§ PAGE EXTRACT:
▼

Looking Back - The Inagua National Park

A Conservation Success Story
08
Aug

Looking Back – The Inagua National Park: A Conservation Success Story

Inagua National Park, on the island of Inagua, covers 287 square miles ( almost half of the island ) of Great Inagua. Bird life dominates the park, and the flamingos, the national bird of The Bahamas, is the star of the show.  The park is home to over 50,000 West Indian Flamingos, one of the largest breeding colonies in this hemisphere. After 60 years the birds are back from the edge of extinction.

Inagua Flamingos – mass feeding

In 1905, at the first annual meeting of the National Audubon Society, a plea was made to The Bahamas government for the establishment of legal protection for the flamingo.  Almost immediately the Wild Birds Protection Act was passed.   In 1922, The Bahamas set aside a flamingo reserve on Andros Island and Audubon sent a patrol boat to help the wardens patrol the reserve. Flamingos continued to nest in Andros until World War II when Royal Air Force pilots buzzed the bird colonies for fun.

 

Flamingos were not only hunted for food, but also for their exquisite plumage.  Indiscriminate hunting led to the disappearance of the flamingo in Florida Bay- last seen there in 1903.

Robert Porter Allen

By the 1950s, a close working relationship had been established between the National Audubon Society and The Bahamas.  Concerned with the sudden decline of the flamingo population during the early years of that decade. Audubon sent Robert Porter Allen, its Research Director, to investigate the situation.  All of the places where flamingos were rumored to nest in the Caribbean – Cuba, Haiti, and the Dominican Republic- were searched.  Owing to pressure from an expanding human population, fifteen colonies had been abandoned in the Caribbean over a period of 35 years.  However, stories persisted about a great colony in the inhospitable wilds of Great Inagua.

Together, Bob Allen and Sam Nixon, a local hunter, found more than a thousand flamingos “commulating”.  The birds massed in a riotous courtship ritual of head turning, wing flicking and exaggerated strutting- “the Flamingo Quadrille”.  Bob Allen had found the population that might one day replenish the long-abandoned colonies elsewhere in the Caribbean. The Society for the Protection of the Flamingo in The Bahamas was formed by American and Bahamian Conservationists.  Sam Nixon became the first flamingo warden on Great Inagua, with the National Audubon Society providing funding for his salary and equipment. On a subsequent trip in 1956,  Bob Allen wrote a monograph that is the basis of much of our knowledge of the “Caribbean” flamingo’s natural history.  By an odd twist of fate, it is not direct human persecution that is the major threat to Great Inagua’s flamingos but the marauding wild pigs that were introduced by early settlers.  These “wild hogs” feed on the birds eggs and young. Constant vigilance and regular monitoring by the wardens have done much to neutralize the threat.

Samuel Nixon, Alexander Sprunt IV and Jimmy Nixon on the camp at Jackass Cay.

Jimmy Nixon, warden of the Inagua National Park. An accomplished hog hunter.

▲

§ REQUIRED TASKS:
**A)** In the page about Inagua National Park, condense the paragraph beginning "In 1905, at the first annual meeting" into a short bulleted list that keeps its main facts.
**B)** Continue the page about Inagua National Park from its final line, picking up the story in the same style.

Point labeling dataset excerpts
▼

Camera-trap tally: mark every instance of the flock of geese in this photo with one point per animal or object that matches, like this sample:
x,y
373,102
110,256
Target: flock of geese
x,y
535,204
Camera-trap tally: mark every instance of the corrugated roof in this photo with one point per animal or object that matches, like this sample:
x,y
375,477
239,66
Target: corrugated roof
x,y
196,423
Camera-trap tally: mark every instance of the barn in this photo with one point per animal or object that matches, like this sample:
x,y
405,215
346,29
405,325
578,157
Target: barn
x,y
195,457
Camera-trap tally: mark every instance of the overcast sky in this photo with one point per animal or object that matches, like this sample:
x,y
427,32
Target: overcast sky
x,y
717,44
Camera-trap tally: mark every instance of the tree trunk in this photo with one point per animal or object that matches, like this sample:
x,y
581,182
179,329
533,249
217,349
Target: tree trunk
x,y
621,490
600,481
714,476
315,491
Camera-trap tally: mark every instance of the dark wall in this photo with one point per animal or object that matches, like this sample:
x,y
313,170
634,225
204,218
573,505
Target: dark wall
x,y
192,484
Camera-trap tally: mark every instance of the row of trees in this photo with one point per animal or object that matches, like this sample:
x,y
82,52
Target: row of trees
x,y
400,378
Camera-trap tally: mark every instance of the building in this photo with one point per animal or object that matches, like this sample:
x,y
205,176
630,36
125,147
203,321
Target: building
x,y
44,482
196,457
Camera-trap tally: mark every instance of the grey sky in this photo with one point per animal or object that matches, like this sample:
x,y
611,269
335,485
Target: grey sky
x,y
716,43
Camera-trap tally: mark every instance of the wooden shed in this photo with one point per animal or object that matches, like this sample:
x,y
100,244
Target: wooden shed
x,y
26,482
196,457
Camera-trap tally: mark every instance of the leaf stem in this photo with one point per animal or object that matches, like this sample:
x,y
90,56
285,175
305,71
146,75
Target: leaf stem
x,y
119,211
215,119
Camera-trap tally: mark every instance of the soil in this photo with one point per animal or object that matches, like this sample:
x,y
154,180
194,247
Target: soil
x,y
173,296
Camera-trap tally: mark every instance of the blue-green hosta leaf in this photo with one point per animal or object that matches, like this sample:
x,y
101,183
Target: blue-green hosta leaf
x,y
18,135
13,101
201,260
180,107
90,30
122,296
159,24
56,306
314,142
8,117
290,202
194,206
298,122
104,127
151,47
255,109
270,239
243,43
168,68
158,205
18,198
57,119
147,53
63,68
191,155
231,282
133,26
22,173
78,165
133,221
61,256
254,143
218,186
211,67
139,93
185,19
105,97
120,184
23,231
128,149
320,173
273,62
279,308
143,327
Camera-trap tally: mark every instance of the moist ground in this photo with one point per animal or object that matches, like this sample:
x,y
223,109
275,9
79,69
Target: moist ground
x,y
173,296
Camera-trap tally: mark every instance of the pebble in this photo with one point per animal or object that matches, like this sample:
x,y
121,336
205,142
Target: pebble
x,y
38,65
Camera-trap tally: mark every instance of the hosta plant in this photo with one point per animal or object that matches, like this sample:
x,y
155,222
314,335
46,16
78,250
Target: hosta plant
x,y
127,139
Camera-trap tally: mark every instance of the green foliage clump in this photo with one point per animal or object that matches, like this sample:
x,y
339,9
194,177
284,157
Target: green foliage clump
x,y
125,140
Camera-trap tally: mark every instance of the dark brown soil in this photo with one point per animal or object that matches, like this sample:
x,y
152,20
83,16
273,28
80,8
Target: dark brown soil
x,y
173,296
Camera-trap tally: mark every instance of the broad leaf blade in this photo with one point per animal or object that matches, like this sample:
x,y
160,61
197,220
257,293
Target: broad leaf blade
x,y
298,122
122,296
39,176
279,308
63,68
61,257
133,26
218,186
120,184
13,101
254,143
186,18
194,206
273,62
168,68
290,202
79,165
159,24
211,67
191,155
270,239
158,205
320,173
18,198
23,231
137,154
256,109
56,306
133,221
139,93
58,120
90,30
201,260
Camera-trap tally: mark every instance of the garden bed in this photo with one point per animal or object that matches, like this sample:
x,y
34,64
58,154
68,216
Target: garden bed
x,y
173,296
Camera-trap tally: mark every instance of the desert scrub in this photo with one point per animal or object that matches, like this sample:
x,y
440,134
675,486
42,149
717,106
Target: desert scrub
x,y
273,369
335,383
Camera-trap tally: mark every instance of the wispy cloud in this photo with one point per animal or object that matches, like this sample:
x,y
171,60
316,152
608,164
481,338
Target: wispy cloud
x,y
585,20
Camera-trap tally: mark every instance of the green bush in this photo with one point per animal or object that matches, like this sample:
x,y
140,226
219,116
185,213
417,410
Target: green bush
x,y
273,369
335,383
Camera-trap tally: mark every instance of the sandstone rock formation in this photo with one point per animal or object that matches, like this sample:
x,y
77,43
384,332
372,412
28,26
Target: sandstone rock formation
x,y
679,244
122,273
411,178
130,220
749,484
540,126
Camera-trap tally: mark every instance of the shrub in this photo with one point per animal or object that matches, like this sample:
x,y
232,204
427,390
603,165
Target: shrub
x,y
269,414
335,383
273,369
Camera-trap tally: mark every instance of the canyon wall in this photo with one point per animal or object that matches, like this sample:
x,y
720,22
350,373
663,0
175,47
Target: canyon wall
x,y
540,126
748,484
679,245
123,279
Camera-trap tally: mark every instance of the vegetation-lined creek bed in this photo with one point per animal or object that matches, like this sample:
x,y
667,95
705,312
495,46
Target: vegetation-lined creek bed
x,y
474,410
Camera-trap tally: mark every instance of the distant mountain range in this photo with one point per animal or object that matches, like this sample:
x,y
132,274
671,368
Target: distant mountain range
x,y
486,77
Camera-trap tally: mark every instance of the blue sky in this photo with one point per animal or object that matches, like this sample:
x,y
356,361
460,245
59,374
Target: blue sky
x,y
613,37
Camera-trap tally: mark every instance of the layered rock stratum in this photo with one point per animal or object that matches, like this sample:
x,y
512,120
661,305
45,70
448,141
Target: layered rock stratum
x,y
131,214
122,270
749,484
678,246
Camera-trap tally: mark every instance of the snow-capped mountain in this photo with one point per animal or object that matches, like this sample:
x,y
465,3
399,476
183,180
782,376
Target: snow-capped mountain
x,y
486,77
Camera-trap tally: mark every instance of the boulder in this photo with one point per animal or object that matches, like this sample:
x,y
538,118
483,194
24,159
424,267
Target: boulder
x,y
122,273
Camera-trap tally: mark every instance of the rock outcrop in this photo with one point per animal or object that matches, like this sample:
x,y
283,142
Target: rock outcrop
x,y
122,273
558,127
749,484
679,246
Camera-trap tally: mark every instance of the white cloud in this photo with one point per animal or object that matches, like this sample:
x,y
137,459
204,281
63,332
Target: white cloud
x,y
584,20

▲

§ RESPONSES TO THE TASKS:
**A)**
- 1905: At the National Audubon Society's first annual meeting, The Bahamas government was asked to give the flamingo legal protection, and the Wild Birds Protection Act was passed almost immediately.
- 1922: The Bahamas set aside a flamingo reserve on Andros Island, and Audubon sent a patrol boat to help the wardens.
- World War II: Flamingos nested on Andros until Royal Air Force pilots buzzed the colonies for fun.

**B)**
Another positive step was the creation of the Bahamas National Trust(BNT)  by an Act of Parliament in 1959.  As the official organization responsible for national park management providing support for wildlife management, the Trust took over the work of the old Society of the Protection of the Flamingo.  By working closely with Morton Salt ( business enterprise engaged in solar salt manufacturing), various government agencies and the National Audubon Society in a mutual aid partnership, the BNT has helped the resident flamingo population grow from several thousand birds in 1952 to over 50,000 birds today.

 

Samuel Nixon, first warden of the Inagua National Park

 

Sam Nixon with young flamingos.

 

 

 

 

 

 

 

 

 

 

 

 

Morton Salt produces salt by solar evaporation in the vast flat saltpans that traverse the Inagua landscape.  The process takes two years for seawater to be  circulated from pan to pan. In time, algae, fertilized by the flamingo droppings grows in the water and darkens it.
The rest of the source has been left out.